#### WHAT IS REQUIRED:
List every line in the rows below that contains the word "seated".

>> begin DATASET CONTENT

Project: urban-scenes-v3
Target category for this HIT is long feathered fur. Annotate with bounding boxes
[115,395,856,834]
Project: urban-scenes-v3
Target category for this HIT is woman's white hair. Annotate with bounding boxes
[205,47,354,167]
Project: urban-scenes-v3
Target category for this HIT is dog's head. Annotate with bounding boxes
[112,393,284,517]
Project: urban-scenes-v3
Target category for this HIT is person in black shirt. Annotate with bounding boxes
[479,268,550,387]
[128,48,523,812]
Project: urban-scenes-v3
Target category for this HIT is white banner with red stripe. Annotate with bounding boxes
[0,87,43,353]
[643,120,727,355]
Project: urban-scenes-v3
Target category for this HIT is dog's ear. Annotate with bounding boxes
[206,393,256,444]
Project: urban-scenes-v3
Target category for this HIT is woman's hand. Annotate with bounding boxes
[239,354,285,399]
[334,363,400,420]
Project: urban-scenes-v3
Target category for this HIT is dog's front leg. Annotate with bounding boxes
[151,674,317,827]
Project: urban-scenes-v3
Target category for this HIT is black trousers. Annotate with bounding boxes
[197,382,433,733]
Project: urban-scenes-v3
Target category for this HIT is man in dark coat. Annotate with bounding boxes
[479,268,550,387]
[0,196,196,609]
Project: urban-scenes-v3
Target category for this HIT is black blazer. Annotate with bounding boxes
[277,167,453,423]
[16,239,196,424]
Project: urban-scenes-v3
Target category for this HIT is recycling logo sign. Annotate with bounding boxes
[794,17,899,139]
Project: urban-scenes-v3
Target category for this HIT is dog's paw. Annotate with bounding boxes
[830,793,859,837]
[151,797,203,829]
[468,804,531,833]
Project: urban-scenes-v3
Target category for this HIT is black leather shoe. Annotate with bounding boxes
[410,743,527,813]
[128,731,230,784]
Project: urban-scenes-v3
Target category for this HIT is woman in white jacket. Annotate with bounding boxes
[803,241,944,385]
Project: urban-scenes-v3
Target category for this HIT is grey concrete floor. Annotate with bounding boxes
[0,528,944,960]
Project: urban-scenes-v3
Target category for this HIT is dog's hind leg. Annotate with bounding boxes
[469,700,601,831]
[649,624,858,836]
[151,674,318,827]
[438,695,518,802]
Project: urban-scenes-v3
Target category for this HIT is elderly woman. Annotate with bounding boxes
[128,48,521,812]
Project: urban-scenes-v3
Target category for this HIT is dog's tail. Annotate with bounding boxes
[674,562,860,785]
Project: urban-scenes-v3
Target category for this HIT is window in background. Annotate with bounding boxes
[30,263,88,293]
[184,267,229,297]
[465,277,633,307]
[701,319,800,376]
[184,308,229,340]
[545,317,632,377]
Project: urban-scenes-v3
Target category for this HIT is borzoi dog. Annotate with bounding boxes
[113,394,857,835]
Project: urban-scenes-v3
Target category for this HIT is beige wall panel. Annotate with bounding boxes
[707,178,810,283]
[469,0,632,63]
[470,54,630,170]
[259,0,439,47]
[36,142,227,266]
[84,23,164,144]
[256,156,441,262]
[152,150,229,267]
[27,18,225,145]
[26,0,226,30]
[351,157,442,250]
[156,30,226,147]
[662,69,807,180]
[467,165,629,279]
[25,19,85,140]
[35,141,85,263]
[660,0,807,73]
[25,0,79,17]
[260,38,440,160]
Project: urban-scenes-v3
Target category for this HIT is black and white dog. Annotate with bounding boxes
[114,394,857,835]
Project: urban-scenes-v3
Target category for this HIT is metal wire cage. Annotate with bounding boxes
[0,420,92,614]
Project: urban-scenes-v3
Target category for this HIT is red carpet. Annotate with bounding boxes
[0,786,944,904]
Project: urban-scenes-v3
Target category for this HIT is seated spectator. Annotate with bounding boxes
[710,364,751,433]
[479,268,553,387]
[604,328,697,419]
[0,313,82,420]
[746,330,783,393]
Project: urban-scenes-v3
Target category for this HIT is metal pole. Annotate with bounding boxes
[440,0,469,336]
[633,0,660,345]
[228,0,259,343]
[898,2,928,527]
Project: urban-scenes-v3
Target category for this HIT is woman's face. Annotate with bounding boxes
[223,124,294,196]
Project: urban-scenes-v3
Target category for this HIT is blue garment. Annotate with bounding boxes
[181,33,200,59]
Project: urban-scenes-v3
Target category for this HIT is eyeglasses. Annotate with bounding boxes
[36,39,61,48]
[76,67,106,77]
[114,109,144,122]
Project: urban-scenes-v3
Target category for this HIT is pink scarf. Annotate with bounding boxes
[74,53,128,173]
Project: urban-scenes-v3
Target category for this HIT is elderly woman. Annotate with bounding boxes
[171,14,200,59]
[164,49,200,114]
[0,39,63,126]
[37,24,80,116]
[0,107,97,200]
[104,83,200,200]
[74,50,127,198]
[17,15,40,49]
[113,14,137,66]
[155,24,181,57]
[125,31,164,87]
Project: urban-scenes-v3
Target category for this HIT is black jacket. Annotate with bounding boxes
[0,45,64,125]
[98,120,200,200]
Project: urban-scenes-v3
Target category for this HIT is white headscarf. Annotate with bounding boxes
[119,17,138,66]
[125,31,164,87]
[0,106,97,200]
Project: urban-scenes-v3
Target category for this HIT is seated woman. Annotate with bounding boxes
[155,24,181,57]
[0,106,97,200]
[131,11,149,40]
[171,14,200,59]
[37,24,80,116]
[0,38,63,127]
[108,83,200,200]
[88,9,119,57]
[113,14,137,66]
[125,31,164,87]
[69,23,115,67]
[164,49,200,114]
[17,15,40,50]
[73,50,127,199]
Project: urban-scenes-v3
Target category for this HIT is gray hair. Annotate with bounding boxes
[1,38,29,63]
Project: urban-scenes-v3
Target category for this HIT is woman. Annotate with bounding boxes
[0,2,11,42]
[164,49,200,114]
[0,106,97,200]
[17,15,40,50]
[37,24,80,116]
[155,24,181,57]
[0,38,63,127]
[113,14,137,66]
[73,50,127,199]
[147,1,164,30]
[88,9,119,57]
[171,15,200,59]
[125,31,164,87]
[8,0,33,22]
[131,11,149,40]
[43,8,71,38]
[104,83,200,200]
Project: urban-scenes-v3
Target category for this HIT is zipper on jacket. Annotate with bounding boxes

>> end DATASET CONTENT

#### COMPLETE ANSWER:
Target category for this HIT is seated spectator. Annotate with bounding boxes
Target category for this HIT is seated woman. Annotate with bounding boxes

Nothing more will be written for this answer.